*Written exercise a:* Set down, word for word, the passage of the Hershey article that begins at the words "Four years later, Hershey" and stops after the words "to create it.".

The Van Trump Report

From High School Dropout to “Candy Kisses”… How Millions Were Made!

Milton Hershey can thank his mother Fanny for stepping up to the plate to raise him after she left his father following years of his repeated failures as he searched for the “next big thing.” With Hershey’s upbringing left in the hands of his mother, the strict Fanny instilled in her son an appreciation for hard work, which he would embrace by the age of 14 when he dropped out of school for good. After deciding that apprenticing in a print shop was boring, and being influenced by his mother and aunt to pursue his interest in candy making, Hershey went to work with a master confectioner in Lancaster Pennsylvania.

Four years later, Hershey borrowed $150 from his aunt to begin his business in Philadelphia, but eventually shut operations down after just 5 years. Interestingly, he would move to Denver, reunite with his father, and once again find work with a confectioner. It would be here that the trajectory of Hershey’s life would soon change, after discovering caramel and how fresh milk was used to create it. 

Coming home to Lancaster in 1883, Hershey borrowed seed money from the bank and started the “Lancaster Caramel Company”. Using the recipe he had obtained in his travels he quickly became a success after discovering that caramels sell better in bulk. An English businessman wandered into the store one afternoon, tasted a Hershey caramel and immediately placed a huge order to be delivered to Britain and profits soared. Prudently, Hershey used his financial success to pay off all his debt and buy more equipment and ingredients.

Visiting Chicago to attend the World’s Exposition in 1893, Hershey got his first up-close look at the art of chocolate making and was immediately hooked. While his caramel business boomed he would go on to start the “Hershey Chocolate Company” and focus on milk chocolate, which at the time was not only considered a delicacy, but also the domain of the Swiss. Like the caramel bulk sales that brought huge success, Hershey was determined to find a chocolate formula that allowed for mass production and distribution. Interestingly, at the height of his success, Hershey sold the Lancaster Caramel Company for an astonishing $1 million, which at the time was huge money.  

Through trial and error, Hershey would eventually create his own formula for milk chocolate and on March 2, 1903, he began construction on what was to become the world’s largest chocolate manufacturing company. The facility was completed in 1905 and would use mass-production methods and quickly became the first nationally marketed product of its kind. I should mention the first Hershey bar was produced in 1900 and was soon followed by the Hershey’s Kiss in 1907 and the Hershey’s Bar with almonds in 1908.

Saved entries
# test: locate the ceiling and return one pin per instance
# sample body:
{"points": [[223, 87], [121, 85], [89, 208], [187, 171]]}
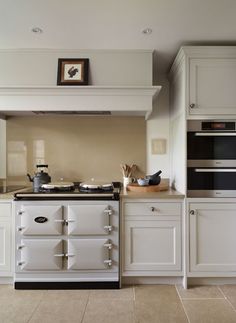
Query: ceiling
{"points": [[109, 24]]}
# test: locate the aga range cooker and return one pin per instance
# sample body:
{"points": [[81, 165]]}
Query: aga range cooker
{"points": [[67, 238]]}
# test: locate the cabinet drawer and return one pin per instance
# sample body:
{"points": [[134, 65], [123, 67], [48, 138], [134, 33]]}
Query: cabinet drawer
{"points": [[5, 209], [152, 208]]}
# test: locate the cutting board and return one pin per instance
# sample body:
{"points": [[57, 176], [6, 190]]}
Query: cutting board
{"points": [[134, 187]]}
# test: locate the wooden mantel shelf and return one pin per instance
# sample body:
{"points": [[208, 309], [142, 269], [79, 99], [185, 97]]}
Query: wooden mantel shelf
{"points": [[127, 100]]}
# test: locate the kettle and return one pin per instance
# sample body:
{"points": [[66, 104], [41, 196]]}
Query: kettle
{"points": [[41, 177]]}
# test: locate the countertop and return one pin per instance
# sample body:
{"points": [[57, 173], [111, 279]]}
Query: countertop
{"points": [[170, 194]]}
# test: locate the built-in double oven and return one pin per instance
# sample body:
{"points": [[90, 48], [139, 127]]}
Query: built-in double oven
{"points": [[211, 158]]}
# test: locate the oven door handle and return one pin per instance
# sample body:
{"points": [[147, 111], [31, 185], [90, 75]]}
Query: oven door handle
{"points": [[215, 134], [215, 170]]}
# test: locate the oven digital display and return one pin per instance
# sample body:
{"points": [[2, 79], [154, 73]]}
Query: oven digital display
{"points": [[218, 125]]}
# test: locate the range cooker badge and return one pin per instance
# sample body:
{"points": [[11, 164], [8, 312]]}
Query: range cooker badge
{"points": [[41, 219]]}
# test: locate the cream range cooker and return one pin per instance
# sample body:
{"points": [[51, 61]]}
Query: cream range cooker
{"points": [[67, 239]]}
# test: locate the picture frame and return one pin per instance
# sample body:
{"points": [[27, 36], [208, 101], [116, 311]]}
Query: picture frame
{"points": [[72, 71]]}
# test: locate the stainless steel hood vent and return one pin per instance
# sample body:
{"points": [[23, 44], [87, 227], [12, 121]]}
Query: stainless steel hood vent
{"points": [[80, 113]]}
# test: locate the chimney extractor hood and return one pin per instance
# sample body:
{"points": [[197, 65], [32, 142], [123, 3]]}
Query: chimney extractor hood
{"points": [[114, 100]]}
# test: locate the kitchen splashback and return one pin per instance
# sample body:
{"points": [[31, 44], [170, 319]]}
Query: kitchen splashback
{"points": [[75, 148]]}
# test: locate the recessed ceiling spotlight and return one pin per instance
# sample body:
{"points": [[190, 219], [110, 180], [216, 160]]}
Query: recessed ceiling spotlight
{"points": [[147, 31], [37, 30]]}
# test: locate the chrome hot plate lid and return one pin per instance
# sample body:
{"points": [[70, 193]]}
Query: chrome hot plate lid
{"points": [[78, 191]]}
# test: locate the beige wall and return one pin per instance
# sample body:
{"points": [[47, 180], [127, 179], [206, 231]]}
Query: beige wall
{"points": [[75, 148]]}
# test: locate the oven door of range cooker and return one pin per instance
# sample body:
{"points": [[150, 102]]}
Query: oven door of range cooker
{"points": [[41, 254], [89, 254], [40, 220], [89, 219]]}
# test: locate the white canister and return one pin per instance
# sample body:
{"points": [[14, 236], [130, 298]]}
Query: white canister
{"points": [[127, 181]]}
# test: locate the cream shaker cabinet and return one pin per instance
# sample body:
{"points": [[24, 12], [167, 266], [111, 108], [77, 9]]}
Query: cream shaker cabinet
{"points": [[2, 149], [212, 238], [5, 239], [152, 238], [212, 86]]}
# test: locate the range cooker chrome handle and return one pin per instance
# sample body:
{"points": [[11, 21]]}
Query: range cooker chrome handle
{"points": [[20, 263], [215, 170], [108, 262], [215, 134], [108, 245], [108, 212], [19, 247], [69, 255], [108, 228], [20, 228], [59, 255], [20, 212]]}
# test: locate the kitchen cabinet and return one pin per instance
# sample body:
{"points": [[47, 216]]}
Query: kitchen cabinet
{"points": [[212, 238], [212, 86], [202, 82], [152, 238], [2, 149], [5, 239]]}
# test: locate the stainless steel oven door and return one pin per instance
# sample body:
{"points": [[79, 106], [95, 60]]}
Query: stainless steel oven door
{"points": [[215, 146], [211, 182]]}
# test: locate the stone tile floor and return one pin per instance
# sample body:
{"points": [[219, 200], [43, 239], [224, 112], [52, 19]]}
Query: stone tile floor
{"points": [[132, 304]]}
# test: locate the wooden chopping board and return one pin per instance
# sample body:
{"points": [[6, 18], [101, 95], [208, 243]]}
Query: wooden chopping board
{"points": [[134, 187]]}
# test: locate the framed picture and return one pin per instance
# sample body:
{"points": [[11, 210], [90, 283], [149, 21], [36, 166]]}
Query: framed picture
{"points": [[72, 71]]}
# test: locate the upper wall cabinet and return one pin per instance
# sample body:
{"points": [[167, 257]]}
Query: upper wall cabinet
{"points": [[207, 75], [212, 86]]}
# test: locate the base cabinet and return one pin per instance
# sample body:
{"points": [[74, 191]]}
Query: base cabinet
{"points": [[5, 239], [212, 233], [152, 238]]}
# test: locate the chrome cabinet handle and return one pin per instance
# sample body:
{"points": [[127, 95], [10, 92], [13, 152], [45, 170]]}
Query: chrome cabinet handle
{"points": [[215, 134], [108, 228], [20, 228], [108, 245], [20, 263], [108, 212], [19, 247], [69, 255], [215, 170]]}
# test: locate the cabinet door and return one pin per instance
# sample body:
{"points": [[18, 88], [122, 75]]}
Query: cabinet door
{"points": [[212, 86], [88, 219], [5, 245], [212, 237], [152, 245], [41, 220], [41, 254], [88, 254]]}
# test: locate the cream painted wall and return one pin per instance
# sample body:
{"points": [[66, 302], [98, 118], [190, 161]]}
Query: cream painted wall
{"points": [[75, 148], [158, 128]]}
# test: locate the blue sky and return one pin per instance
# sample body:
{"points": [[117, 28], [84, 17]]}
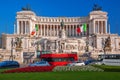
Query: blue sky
{"points": [[8, 9]]}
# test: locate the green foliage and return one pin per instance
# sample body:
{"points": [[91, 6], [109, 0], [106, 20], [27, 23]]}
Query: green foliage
{"points": [[62, 76], [108, 68], [76, 68]]}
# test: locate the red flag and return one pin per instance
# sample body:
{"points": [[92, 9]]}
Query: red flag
{"points": [[33, 32], [78, 30]]}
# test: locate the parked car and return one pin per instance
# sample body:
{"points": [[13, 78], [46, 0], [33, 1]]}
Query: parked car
{"points": [[89, 61], [76, 63], [40, 63], [9, 64]]}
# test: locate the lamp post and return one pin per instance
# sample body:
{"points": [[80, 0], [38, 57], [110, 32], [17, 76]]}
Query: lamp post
{"points": [[103, 45]]}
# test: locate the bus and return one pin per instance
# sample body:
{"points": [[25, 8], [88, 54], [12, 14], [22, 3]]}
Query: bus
{"points": [[110, 59], [59, 59]]}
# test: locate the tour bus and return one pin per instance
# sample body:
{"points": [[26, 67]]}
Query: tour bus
{"points": [[110, 59], [59, 59]]}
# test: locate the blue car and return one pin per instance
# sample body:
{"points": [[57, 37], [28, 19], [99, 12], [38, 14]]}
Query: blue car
{"points": [[9, 64], [40, 63]]}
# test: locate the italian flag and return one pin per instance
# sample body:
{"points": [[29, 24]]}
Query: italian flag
{"points": [[83, 28]]}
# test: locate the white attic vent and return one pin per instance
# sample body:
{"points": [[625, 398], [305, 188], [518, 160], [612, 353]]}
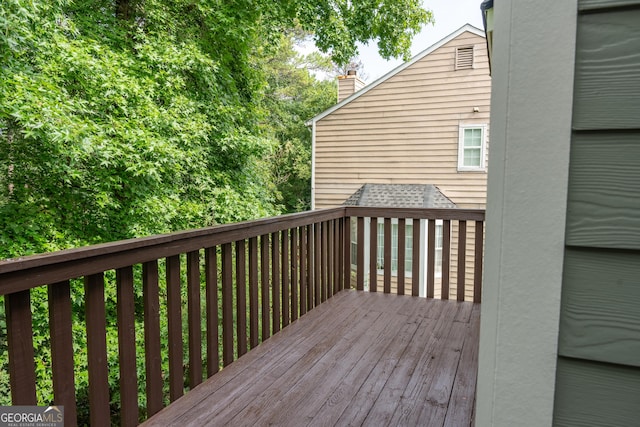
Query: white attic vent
{"points": [[464, 58]]}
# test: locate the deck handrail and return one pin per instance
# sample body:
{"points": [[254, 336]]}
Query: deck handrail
{"points": [[268, 273]]}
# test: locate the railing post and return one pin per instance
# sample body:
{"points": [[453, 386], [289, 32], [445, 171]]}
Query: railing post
{"points": [[346, 244], [20, 343], [60, 329], [126, 347]]}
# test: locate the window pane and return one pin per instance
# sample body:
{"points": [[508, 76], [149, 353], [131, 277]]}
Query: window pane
{"points": [[473, 137], [472, 157]]}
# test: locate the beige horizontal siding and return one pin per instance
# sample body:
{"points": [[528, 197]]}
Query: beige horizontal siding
{"points": [[406, 130]]}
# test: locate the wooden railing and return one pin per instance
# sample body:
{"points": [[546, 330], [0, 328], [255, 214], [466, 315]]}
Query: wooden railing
{"points": [[243, 282]]}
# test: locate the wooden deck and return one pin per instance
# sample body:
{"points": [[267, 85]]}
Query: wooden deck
{"points": [[358, 359]]}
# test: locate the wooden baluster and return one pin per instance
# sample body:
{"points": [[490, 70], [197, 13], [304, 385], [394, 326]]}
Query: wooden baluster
{"points": [[373, 255], [477, 269], [324, 280], [402, 229], [303, 270], [227, 304], [126, 347], [329, 256], [446, 257], [20, 347], [317, 264], [211, 296], [275, 281], [174, 327], [346, 252], [284, 269], [417, 256], [99, 411], [295, 262], [253, 292], [152, 337], [337, 256], [462, 252], [60, 329], [311, 267], [264, 280], [387, 255], [194, 318], [241, 297], [431, 257], [360, 255]]}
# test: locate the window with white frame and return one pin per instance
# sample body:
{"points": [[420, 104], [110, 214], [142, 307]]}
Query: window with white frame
{"points": [[471, 147]]}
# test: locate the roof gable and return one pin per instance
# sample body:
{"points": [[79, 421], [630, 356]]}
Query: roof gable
{"points": [[466, 28]]}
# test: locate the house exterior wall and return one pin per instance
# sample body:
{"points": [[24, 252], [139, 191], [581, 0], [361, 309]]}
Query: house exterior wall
{"points": [[598, 375], [532, 95], [406, 130]]}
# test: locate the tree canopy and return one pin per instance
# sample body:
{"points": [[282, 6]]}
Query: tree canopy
{"points": [[121, 118]]}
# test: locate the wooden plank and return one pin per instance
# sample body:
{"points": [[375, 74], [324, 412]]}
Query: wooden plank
{"points": [[604, 177], [295, 274], [264, 289], [446, 258], [284, 297], [431, 258], [462, 402], [607, 85], [427, 395], [402, 231], [60, 330], [174, 327], [600, 289], [595, 394], [126, 347], [194, 318], [387, 256], [462, 254], [477, 262], [275, 282], [211, 298], [332, 362], [373, 255], [153, 361], [254, 336], [360, 254], [20, 348], [287, 393], [99, 398], [417, 255], [352, 396], [227, 305], [289, 352], [241, 297]]}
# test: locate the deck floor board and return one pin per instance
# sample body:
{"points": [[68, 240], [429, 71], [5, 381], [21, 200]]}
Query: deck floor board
{"points": [[358, 359]]}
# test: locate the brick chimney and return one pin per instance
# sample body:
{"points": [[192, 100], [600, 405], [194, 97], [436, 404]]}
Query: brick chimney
{"points": [[349, 84]]}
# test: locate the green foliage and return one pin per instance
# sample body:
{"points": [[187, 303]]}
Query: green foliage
{"points": [[124, 118], [292, 97]]}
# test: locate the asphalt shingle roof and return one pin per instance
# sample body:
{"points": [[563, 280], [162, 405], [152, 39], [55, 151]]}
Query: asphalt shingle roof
{"points": [[399, 196]]}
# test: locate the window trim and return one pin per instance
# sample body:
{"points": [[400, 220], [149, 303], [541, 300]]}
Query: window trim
{"points": [[483, 148]]}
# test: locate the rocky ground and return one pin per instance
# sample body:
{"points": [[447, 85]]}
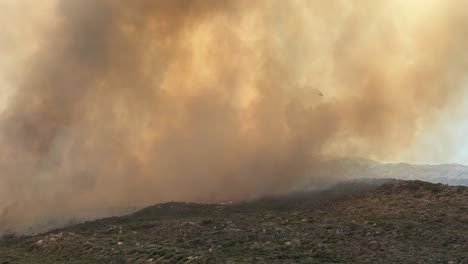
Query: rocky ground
{"points": [[398, 222]]}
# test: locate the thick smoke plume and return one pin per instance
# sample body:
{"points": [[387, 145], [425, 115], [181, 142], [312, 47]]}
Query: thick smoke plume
{"points": [[128, 103]]}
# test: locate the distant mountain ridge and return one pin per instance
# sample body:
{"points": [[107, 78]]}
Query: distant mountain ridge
{"points": [[357, 168]]}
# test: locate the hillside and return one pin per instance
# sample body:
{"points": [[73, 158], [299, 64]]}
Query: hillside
{"points": [[355, 168], [398, 222]]}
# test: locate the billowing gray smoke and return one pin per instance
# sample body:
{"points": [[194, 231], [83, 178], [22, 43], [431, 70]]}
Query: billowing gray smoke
{"points": [[136, 102]]}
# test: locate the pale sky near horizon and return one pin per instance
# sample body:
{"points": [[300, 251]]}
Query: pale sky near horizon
{"points": [[447, 142]]}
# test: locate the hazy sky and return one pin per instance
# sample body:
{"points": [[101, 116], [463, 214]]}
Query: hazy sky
{"points": [[26, 22]]}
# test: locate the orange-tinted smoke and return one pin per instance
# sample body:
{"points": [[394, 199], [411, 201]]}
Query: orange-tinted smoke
{"points": [[137, 102]]}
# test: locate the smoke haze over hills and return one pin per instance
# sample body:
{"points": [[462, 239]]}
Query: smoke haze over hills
{"points": [[128, 103]]}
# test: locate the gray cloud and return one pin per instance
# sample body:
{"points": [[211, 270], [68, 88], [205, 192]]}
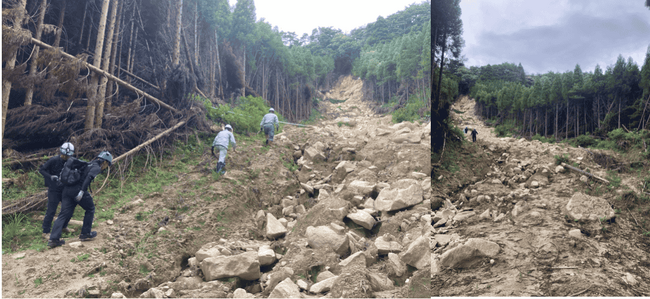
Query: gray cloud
{"points": [[577, 39]]}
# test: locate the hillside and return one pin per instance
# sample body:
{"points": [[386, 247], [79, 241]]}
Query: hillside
{"points": [[350, 194]]}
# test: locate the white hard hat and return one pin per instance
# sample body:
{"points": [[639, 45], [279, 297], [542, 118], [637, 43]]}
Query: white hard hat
{"points": [[67, 149]]}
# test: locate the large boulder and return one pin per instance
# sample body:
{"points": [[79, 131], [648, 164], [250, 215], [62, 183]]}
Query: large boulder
{"points": [[208, 250], [362, 218], [465, 256], [324, 236], [245, 266], [418, 253], [274, 229], [324, 285], [286, 289], [395, 199], [266, 255], [387, 244], [361, 187], [584, 207]]}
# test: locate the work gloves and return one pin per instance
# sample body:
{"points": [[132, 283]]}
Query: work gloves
{"points": [[79, 195]]}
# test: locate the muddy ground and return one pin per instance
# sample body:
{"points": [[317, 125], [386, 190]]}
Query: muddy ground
{"points": [[510, 231], [147, 249]]}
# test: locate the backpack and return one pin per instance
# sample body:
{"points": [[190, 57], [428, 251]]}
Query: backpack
{"points": [[71, 172]]}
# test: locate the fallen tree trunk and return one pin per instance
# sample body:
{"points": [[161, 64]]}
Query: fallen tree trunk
{"points": [[585, 173], [117, 80], [137, 148]]}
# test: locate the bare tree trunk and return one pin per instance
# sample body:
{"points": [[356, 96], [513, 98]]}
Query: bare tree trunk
{"points": [[11, 63], [99, 112], [59, 26], [216, 44], [97, 59], [196, 33], [33, 65], [111, 68], [83, 24], [176, 58]]}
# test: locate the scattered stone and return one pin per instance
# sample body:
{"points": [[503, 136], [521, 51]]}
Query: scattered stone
{"points": [[245, 266], [575, 233], [266, 255], [398, 265], [418, 253], [362, 187], [274, 229], [386, 244], [395, 199], [380, 282], [208, 250], [585, 207], [324, 236], [362, 218], [324, 275], [286, 289], [324, 285], [303, 285]]}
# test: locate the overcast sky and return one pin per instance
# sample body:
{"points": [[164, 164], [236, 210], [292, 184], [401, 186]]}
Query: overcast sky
{"points": [[554, 35], [301, 16]]}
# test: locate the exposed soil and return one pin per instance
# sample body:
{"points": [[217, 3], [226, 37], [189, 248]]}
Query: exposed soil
{"points": [[537, 256], [148, 243]]}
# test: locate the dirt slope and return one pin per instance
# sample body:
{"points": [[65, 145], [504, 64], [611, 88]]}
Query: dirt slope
{"points": [[149, 248], [526, 241]]}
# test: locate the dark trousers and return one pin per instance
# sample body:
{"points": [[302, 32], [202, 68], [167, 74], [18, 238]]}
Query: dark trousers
{"points": [[68, 205], [53, 200]]}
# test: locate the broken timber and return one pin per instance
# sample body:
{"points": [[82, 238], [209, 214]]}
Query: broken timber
{"points": [[137, 148], [585, 173], [104, 73]]}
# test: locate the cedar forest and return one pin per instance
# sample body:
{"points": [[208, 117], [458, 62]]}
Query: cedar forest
{"points": [[110, 74]]}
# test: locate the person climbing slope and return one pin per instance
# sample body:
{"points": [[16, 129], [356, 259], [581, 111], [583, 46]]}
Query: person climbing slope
{"points": [[50, 172], [268, 122], [77, 194], [222, 140]]}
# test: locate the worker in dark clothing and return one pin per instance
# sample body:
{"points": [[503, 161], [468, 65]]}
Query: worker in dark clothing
{"points": [[78, 195], [50, 172]]}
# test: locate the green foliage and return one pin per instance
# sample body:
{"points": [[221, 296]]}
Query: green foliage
{"points": [[561, 159], [244, 116], [414, 109], [543, 139]]}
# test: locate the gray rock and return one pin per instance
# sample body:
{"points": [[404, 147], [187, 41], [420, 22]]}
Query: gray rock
{"points": [[386, 244], [418, 253], [274, 229], [361, 187], [266, 255], [324, 275], [324, 236], [584, 207], [357, 258], [398, 265], [380, 282], [395, 199], [286, 289], [362, 218], [324, 285], [245, 266]]}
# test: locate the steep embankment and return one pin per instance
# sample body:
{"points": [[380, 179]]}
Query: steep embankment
{"points": [[531, 227], [347, 199]]}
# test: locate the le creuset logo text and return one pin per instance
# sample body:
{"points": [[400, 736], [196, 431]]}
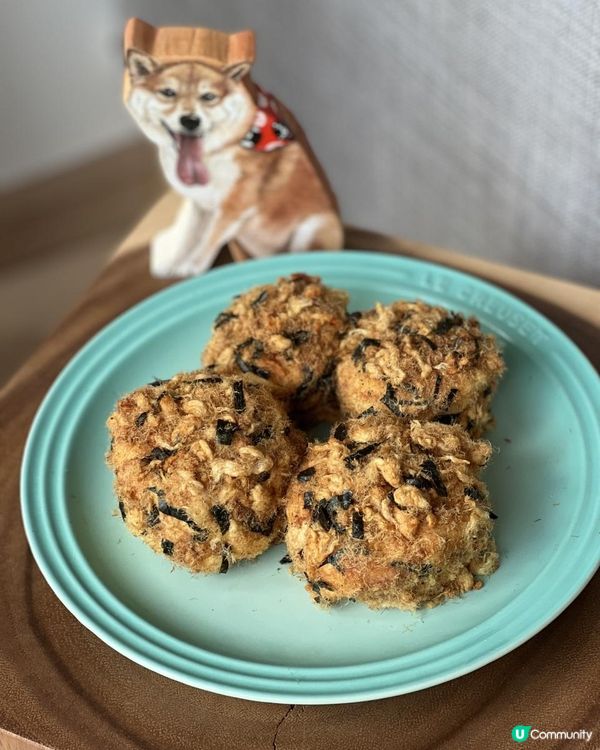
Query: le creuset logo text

*Written exercise b:* Extract the records, line for line and unchanged, beginning at the line that has "# test: locate the gray rock" and stopping after the last line of the records. Leave the pictures out of your answer.

*Correct response a:*
Four years later, Hershey borrowed $150 from his aunt to begin his business in Philadelphia, but eventually shut operations down after just 5 years. Interestingly, he would move to Denver, reunite with his father, and once again find work with a confectioner. It would be here that the trajectory of Hershey’s life would soon change, after discovering caramel and how fresh milk was used to create it.

*Correct response b:*
# test: locate the gray rock and return one pin per instance
# sample body:
{"points": [[404, 147], [187, 41], [420, 22]]}
Query: gray rock
{"points": [[386, 244], [418, 253], [274, 229], [361, 187], [266, 255], [324, 275], [324, 236], [584, 207], [357, 258], [398, 265], [380, 282], [395, 199], [286, 289], [362, 218], [324, 285], [245, 266]]}
# test: locate the steep embankment and return one pin per instance
# sample body:
{"points": [[380, 179]]}
Query: steep embankment
{"points": [[531, 227], [347, 199]]}
# test: locate the le creuset logo text and return one pin per instance
# sample body:
{"points": [[400, 736], [196, 431]]}
Query: le creuset logo text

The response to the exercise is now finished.